• _Work instructions_
Identify every line in the items below that contains the string "logo", and copy each such line.

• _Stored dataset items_
----
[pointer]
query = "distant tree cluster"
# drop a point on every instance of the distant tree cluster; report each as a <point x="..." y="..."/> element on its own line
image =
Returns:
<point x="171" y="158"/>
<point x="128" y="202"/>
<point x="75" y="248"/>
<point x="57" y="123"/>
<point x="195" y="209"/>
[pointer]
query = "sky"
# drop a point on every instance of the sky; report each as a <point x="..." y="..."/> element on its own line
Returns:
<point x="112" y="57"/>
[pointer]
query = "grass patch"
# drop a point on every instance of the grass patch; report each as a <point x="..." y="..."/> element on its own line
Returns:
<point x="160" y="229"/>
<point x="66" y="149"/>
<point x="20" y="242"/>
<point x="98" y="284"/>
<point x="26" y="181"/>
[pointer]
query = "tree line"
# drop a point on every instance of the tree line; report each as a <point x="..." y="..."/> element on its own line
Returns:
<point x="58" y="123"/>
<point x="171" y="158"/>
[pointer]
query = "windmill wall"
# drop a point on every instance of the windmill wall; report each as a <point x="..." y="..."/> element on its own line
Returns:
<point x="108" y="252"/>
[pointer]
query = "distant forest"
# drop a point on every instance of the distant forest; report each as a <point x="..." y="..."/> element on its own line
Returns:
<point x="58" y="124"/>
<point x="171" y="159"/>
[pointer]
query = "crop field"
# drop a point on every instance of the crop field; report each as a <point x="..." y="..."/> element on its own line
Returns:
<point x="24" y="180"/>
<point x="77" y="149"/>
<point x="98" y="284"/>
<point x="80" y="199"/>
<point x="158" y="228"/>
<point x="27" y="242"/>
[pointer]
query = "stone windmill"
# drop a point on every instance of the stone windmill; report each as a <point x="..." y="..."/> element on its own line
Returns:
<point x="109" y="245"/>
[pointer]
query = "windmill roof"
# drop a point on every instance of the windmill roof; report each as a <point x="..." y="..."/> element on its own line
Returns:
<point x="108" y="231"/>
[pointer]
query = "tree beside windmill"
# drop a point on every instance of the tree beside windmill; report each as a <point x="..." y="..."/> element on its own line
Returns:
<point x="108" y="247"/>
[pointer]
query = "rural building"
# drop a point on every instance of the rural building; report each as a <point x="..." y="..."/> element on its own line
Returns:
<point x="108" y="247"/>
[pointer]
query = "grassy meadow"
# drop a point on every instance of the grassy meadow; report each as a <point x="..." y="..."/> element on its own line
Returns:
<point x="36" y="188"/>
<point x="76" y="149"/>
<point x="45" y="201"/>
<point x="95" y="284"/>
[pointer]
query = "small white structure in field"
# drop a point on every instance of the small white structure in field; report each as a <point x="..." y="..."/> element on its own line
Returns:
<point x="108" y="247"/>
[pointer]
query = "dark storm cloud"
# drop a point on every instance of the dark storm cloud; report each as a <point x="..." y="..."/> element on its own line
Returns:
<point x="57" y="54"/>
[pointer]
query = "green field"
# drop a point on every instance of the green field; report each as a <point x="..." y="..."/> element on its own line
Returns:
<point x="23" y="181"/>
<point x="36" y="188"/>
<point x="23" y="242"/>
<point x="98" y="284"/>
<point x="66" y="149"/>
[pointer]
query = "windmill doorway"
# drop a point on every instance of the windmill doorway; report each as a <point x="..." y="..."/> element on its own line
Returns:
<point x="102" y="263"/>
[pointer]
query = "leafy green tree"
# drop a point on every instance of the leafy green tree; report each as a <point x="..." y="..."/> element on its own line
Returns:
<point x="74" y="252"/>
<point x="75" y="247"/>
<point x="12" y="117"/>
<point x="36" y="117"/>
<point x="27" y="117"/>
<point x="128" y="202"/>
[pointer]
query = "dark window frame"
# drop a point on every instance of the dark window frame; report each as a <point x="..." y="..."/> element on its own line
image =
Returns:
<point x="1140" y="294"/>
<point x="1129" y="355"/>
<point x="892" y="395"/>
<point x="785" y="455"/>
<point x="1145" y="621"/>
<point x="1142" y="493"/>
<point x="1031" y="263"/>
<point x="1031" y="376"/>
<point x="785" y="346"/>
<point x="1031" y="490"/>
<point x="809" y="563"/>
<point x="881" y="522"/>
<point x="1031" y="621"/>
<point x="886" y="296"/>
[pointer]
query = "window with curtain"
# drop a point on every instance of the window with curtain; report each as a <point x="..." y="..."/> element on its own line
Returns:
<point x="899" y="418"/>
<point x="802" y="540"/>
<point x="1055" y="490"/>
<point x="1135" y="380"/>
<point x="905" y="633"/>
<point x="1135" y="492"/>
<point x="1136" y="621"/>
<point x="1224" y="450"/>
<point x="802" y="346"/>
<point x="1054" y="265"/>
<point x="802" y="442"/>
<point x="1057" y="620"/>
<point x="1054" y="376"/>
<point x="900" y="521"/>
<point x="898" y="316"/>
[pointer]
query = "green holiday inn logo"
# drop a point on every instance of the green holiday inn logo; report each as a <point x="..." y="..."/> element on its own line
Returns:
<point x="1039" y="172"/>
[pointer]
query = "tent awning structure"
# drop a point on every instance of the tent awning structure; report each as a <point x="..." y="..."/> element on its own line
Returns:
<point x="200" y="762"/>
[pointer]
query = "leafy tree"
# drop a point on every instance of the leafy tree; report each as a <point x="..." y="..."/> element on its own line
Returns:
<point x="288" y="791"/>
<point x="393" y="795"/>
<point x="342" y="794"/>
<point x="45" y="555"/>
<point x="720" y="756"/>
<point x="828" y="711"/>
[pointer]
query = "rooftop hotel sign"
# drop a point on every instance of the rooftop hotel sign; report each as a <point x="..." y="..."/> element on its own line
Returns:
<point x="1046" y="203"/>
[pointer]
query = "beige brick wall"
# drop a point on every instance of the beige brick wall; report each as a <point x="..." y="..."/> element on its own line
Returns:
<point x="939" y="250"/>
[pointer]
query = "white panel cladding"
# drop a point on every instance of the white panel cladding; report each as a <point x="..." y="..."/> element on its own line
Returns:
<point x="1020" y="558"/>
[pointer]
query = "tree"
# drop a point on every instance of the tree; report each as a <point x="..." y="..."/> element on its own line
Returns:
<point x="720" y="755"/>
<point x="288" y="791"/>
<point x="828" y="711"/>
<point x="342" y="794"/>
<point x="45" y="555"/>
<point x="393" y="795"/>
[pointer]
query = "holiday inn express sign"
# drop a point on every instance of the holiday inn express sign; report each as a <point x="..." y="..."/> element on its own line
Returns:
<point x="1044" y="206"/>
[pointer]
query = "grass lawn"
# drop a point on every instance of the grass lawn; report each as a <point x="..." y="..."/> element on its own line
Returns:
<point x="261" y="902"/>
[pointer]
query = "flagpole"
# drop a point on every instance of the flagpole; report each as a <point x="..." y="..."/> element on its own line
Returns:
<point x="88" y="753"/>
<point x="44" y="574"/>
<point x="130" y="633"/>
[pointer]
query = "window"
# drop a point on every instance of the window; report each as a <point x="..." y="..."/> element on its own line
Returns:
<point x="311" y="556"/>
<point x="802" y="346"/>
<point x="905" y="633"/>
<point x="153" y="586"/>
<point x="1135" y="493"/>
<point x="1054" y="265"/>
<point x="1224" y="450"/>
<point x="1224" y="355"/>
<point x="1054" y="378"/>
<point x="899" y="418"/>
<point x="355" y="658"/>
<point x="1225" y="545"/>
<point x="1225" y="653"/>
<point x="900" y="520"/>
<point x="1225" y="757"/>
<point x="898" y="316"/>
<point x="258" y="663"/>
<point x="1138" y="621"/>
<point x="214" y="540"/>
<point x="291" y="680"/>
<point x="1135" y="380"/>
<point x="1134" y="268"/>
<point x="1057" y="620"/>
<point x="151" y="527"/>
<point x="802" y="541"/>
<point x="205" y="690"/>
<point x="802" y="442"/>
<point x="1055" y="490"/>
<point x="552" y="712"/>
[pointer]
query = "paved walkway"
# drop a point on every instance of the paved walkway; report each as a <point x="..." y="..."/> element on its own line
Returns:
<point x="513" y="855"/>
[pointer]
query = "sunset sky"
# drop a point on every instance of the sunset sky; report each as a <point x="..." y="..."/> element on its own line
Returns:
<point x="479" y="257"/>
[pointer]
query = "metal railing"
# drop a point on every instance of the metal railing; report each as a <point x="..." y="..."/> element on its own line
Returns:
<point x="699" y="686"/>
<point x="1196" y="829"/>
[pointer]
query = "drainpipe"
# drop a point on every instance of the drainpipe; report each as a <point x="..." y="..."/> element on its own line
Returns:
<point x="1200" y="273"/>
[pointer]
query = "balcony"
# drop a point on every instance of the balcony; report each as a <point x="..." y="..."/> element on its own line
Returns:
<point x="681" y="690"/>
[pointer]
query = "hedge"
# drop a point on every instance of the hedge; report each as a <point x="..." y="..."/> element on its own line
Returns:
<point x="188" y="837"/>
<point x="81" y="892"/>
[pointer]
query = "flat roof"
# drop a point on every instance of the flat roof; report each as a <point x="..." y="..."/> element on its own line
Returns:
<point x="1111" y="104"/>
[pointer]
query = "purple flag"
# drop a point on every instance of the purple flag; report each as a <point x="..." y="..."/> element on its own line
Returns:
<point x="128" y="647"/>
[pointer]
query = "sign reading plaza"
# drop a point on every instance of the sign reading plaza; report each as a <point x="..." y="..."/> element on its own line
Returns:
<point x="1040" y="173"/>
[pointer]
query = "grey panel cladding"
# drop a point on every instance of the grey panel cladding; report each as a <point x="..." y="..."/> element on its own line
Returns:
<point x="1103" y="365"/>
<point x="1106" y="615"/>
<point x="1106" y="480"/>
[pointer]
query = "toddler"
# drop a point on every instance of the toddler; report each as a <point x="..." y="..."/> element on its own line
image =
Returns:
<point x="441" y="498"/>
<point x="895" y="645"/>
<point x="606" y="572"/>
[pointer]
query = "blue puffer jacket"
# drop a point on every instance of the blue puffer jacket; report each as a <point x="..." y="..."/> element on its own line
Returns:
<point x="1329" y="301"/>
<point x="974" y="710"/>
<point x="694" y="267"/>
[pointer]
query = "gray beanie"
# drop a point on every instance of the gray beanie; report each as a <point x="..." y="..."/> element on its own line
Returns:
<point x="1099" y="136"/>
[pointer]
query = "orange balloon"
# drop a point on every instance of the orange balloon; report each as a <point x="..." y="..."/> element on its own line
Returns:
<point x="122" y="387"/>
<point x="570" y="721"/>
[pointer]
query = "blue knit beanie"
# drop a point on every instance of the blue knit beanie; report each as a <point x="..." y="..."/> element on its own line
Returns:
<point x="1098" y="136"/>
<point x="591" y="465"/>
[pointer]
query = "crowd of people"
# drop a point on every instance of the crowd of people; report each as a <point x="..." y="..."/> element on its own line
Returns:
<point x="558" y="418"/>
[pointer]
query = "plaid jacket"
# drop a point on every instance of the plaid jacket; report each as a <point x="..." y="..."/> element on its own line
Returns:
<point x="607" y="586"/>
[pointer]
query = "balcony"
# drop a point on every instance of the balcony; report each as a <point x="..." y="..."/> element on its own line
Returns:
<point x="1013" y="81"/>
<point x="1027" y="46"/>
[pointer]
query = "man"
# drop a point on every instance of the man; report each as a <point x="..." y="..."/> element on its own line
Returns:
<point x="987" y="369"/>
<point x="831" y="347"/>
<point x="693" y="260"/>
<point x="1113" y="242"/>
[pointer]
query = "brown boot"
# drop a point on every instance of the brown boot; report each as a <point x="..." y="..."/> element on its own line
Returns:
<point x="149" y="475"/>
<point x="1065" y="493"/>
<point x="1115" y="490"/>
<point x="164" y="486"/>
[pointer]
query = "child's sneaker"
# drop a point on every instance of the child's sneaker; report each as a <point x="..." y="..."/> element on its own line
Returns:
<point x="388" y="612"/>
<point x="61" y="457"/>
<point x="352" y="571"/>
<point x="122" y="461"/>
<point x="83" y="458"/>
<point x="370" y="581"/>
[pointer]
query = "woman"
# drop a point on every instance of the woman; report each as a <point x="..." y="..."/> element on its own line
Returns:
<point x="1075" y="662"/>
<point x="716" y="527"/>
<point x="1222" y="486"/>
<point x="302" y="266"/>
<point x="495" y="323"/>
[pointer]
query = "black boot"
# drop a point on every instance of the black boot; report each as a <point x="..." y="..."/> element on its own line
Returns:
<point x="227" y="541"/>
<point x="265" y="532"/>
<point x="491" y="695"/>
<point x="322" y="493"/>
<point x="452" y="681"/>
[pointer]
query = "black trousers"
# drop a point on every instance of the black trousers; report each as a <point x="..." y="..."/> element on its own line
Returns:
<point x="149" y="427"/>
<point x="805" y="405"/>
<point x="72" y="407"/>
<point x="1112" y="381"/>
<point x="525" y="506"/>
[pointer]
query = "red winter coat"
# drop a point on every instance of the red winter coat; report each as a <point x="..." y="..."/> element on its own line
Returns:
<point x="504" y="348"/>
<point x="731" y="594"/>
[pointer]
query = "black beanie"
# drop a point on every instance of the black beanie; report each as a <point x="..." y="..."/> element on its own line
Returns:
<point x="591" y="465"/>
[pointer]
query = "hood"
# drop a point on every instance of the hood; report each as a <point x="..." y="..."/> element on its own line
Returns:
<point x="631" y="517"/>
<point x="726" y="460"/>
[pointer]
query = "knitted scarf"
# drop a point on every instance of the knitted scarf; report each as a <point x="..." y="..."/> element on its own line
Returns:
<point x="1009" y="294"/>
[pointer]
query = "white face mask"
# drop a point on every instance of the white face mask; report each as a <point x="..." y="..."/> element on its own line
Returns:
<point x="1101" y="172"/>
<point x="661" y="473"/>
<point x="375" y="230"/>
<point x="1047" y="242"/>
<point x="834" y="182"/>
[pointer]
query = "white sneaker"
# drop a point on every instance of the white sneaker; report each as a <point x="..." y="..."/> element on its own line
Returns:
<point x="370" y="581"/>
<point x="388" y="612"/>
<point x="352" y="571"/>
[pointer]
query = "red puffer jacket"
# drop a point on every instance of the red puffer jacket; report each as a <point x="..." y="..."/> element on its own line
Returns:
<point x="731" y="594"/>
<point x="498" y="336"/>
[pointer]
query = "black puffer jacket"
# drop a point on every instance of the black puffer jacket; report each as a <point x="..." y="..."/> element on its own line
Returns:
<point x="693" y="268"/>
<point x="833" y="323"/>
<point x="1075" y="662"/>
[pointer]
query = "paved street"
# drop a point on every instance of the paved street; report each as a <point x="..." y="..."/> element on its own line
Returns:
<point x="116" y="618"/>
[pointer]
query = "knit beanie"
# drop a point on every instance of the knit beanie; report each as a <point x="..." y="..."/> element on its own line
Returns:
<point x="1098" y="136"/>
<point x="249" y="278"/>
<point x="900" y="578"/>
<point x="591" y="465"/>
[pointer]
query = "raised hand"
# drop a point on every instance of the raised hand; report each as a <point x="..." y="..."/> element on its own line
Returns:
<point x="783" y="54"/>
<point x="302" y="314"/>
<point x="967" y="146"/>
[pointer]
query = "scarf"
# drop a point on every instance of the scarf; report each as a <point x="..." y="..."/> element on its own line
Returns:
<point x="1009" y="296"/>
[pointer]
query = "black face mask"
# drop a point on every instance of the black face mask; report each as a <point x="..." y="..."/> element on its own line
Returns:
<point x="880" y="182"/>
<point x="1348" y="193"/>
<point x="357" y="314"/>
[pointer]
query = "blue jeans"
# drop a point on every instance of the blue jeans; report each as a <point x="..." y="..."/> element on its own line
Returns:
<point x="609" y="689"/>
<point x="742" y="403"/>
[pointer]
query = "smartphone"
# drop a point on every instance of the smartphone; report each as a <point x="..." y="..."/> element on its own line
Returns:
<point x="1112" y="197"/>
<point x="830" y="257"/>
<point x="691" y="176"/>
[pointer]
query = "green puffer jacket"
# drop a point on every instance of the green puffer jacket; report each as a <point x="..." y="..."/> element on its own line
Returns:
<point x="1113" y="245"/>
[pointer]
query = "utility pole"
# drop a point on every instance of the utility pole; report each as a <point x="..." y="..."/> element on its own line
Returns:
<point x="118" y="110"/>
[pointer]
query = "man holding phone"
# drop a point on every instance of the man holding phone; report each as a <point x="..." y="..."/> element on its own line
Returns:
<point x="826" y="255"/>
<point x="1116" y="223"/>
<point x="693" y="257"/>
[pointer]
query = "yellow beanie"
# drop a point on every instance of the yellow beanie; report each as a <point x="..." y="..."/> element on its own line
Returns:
----
• _Exercise output_
query = "green holiday inn logo"
# drop a point on every instance of the green holiday inn logo; report each as a <point x="..." y="..."/> element on its own line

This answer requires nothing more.